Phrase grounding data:
· · · ·

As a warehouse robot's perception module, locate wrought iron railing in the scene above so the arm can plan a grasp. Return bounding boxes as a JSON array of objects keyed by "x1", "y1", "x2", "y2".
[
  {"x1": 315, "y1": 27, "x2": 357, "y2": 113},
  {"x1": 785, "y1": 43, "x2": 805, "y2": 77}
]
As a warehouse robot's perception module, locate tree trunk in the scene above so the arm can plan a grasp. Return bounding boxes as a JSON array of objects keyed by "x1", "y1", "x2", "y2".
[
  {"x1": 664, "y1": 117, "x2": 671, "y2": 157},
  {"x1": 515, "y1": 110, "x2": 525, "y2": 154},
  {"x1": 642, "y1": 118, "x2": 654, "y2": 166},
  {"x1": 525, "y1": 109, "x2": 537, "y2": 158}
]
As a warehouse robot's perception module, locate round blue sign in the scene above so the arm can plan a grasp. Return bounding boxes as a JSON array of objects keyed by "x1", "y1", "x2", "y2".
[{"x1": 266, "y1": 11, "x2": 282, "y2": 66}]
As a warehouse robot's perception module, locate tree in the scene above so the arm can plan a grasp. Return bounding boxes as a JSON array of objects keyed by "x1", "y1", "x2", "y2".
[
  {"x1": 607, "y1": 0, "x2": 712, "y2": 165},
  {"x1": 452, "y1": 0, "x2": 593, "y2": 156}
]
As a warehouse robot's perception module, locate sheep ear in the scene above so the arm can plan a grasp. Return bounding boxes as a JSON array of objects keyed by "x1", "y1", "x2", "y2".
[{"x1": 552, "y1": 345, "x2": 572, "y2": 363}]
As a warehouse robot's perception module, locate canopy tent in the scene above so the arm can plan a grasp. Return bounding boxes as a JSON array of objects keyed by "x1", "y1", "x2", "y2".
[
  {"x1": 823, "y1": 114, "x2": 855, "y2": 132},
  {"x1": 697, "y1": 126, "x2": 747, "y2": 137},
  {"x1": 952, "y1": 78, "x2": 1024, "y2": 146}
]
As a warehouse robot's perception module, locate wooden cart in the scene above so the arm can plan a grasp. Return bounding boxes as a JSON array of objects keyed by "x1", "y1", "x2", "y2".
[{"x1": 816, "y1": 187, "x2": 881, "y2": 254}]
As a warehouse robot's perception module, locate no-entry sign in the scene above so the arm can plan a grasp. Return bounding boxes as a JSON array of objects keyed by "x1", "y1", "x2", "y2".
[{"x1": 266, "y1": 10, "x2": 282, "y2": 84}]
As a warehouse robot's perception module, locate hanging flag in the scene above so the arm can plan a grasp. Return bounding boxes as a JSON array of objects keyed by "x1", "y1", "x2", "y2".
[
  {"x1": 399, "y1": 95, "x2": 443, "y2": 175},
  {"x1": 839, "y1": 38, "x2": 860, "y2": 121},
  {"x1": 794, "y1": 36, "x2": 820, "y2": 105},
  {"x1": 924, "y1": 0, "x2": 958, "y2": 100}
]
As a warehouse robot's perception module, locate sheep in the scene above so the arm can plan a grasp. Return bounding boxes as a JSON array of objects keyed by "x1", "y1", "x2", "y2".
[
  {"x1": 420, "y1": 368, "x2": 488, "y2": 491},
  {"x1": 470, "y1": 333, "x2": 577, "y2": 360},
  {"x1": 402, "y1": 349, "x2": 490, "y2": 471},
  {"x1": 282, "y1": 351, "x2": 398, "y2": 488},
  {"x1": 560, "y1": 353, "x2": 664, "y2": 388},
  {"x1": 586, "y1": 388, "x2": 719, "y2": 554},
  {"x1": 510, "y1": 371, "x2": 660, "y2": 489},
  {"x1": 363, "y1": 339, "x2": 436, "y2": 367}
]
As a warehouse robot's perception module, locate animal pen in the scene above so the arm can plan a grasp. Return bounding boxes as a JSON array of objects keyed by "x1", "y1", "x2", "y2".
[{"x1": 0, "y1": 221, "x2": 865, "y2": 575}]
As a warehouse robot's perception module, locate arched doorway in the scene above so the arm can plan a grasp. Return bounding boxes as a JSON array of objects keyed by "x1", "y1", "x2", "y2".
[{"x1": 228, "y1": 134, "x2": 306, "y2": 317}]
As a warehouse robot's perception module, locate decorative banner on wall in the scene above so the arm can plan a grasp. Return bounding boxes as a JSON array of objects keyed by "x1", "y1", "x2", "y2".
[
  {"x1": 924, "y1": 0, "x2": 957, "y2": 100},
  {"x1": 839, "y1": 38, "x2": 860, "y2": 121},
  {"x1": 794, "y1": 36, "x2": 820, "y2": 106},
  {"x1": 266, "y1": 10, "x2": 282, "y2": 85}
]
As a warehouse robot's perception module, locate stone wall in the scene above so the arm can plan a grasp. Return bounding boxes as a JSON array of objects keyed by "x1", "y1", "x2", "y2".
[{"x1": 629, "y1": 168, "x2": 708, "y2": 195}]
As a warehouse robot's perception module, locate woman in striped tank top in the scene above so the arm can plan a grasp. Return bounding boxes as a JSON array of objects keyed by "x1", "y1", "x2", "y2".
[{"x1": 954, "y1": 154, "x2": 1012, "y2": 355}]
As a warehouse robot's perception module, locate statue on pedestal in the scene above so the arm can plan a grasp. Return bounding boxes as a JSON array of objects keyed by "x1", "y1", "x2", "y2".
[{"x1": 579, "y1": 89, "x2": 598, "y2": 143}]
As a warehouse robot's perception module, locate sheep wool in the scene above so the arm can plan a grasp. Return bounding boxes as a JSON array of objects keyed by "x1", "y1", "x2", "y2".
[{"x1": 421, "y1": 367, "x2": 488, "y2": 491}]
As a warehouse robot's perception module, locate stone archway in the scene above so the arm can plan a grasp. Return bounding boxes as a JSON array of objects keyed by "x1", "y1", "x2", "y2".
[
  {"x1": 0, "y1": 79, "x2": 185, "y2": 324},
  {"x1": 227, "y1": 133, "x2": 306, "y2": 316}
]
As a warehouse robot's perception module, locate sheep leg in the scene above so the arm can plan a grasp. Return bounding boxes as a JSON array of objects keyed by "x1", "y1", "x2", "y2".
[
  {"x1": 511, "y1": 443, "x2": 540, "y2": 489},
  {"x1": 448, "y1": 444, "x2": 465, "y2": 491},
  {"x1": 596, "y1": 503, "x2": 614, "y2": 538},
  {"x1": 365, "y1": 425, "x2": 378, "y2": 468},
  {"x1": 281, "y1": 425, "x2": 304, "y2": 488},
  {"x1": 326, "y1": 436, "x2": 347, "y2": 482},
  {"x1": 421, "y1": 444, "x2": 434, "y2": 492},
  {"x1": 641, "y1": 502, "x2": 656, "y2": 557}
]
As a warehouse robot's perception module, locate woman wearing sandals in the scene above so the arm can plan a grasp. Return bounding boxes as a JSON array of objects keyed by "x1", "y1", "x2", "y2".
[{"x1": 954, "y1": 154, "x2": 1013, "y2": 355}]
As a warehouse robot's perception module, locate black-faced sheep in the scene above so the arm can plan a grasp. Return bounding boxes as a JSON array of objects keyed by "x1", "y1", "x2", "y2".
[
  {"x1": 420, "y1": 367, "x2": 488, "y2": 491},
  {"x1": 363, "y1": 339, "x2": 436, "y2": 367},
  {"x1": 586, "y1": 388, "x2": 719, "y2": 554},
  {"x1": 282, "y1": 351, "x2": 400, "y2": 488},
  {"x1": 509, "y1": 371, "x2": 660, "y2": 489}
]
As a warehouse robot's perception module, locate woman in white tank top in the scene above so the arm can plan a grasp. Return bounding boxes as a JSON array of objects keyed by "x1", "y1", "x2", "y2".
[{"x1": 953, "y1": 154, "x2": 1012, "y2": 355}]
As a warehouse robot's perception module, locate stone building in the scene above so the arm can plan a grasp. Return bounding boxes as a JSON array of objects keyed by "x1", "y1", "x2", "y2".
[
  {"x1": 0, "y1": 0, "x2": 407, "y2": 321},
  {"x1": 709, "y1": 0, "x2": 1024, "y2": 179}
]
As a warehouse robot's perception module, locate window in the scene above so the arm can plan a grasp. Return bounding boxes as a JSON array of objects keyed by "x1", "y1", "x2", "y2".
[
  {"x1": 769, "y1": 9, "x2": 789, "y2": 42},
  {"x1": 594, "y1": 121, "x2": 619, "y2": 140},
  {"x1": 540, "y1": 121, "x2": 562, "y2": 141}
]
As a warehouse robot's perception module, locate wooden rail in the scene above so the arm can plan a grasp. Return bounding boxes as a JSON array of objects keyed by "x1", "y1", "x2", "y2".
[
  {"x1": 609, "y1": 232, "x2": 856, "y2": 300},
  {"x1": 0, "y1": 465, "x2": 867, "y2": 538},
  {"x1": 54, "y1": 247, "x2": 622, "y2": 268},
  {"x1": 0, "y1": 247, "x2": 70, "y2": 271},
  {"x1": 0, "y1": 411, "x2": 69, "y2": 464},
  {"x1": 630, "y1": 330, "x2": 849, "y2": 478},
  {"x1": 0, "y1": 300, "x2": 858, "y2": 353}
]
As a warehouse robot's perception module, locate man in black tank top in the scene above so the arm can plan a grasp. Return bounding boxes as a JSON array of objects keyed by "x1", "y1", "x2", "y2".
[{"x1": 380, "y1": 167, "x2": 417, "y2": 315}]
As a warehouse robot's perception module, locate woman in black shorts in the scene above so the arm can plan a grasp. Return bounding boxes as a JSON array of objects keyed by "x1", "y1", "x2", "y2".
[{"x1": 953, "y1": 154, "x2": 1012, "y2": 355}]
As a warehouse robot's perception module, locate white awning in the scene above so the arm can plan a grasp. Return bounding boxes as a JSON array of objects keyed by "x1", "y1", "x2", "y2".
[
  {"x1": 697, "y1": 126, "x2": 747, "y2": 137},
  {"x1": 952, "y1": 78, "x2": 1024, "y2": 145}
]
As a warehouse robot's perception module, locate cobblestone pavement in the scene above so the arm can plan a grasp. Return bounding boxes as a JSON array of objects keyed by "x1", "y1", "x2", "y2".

· · · ·

ACTIVITY: Give an exact copy of the lines from the one with "As a warehouse robot's perception module, locate wooden rail" through the end of the entries, both ends included.

THE ANSWER:
As a warehouse robot's perception module, locate wooden rail in the scene above so the arm can plan a grasp. Return bounding boxes as a JSON array of objects keyed by "x1", "y1", "x2", "y2".
[
  {"x1": 609, "y1": 232, "x2": 856, "y2": 300},
  {"x1": 0, "y1": 465, "x2": 867, "y2": 538},
  {"x1": 54, "y1": 247, "x2": 622, "y2": 268},
  {"x1": 0, "y1": 247, "x2": 70, "y2": 271},
  {"x1": 0, "y1": 411, "x2": 69, "y2": 464},
  {"x1": 630, "y1": 330, "x2": 849, "y2": 478},
  {"x1": 0, "y1": 300, "x2": 858, "y2": 353}
]
As a warehouse robot's perception module, locate man in black tank top in the scene above so the arm can plan a grasp. Return bounding boxes as a JSON array of objects keyed by "x1", "y1", "x2", "y2".
[{"x1": 380, "y1": 167, "x2": 417, "y2": 315}]
As a warehouse robot's perception module, locate woman in black shorts in the scene above so the arm can plan a grasp. Return bounding boxes as a JSON array of objects keyed by "x1", "y1", "x2", "y2".
[{"x1": 953, "y1": 154, "x2": 1012, "y2": 355}]
As a warehouse robot's perception module, locate white awning in the scene above so the arm can plan a grasp. Return bounding boxes as a JSON array of objects keyed by "x1", "y1", "x2", "y2".
[
  {"x1": 697, "y1": 126, "x2": 747, "y2": 137},
  {"x1": 952, "y1": 78, "x2": 1024, "y2": 145}
]
As a warehouse robot's perception module, locate cobblestone pavement in the scene above so the arm can plan a grasp. Return bounding boxes as a JSON array of objects keyed by "x1", "y1", "x2", "y2".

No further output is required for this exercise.